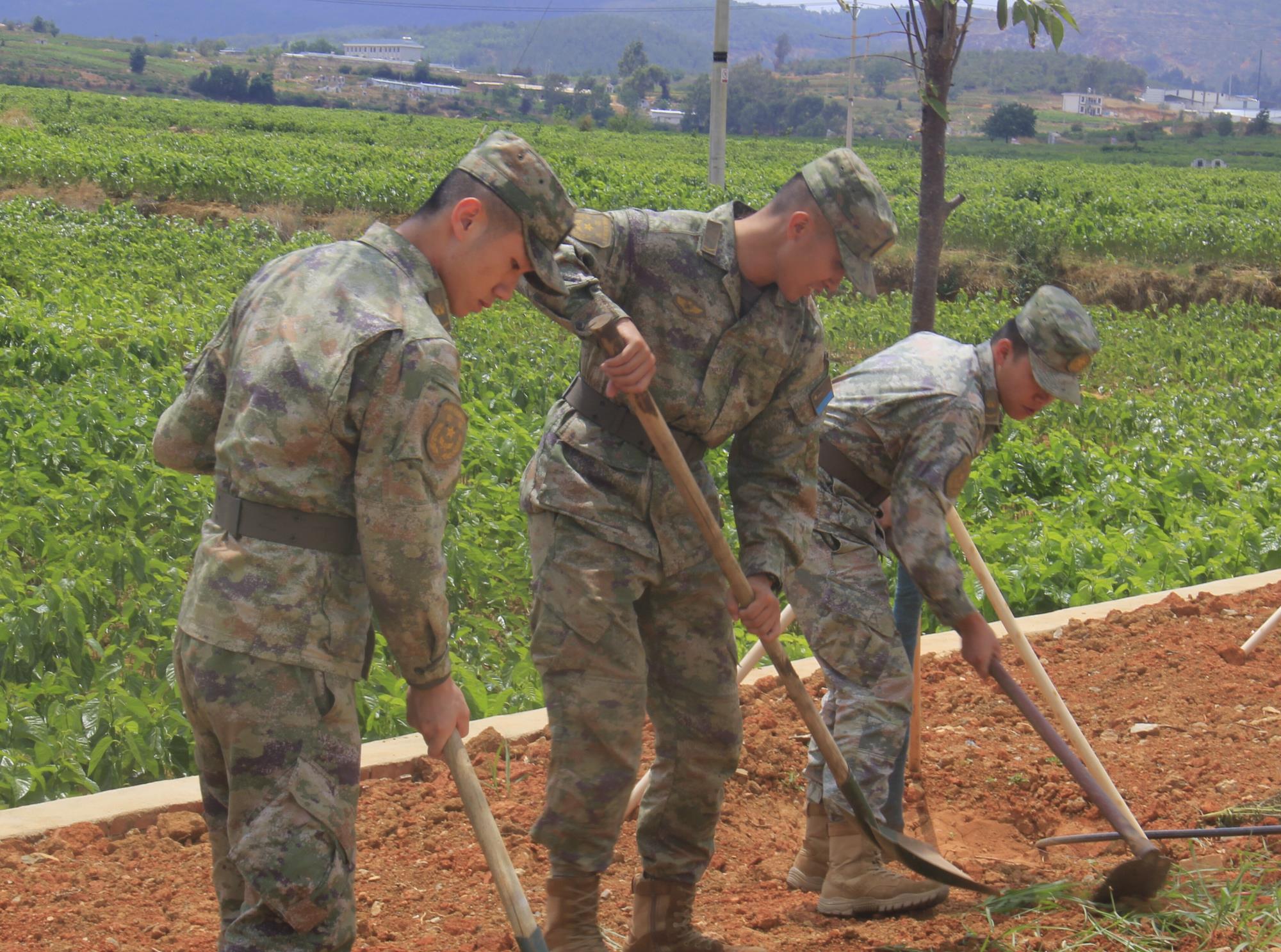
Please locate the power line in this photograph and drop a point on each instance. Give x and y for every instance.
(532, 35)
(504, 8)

...

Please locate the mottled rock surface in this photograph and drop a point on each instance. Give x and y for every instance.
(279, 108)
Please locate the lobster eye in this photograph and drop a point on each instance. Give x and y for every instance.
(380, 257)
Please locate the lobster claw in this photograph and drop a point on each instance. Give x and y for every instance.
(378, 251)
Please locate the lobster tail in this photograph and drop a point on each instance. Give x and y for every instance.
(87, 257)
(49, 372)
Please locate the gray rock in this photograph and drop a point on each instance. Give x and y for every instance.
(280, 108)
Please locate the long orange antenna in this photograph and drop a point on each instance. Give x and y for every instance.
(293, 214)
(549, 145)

=== AIM ===
Pull from the records above every line that contains the word "lobster", and copy each one in full.

=== WRITTEN REPLY ===
Please locate the lobster eye in this photograph and drop a point on each instance. Give x and y for every instance.
Please locate the lobster claw in this photograph and drop a point on each instance. Give x and y for every instance.
Please locate the lobster tail in this photograph and drop a point on each instance. Give x and y for every instance.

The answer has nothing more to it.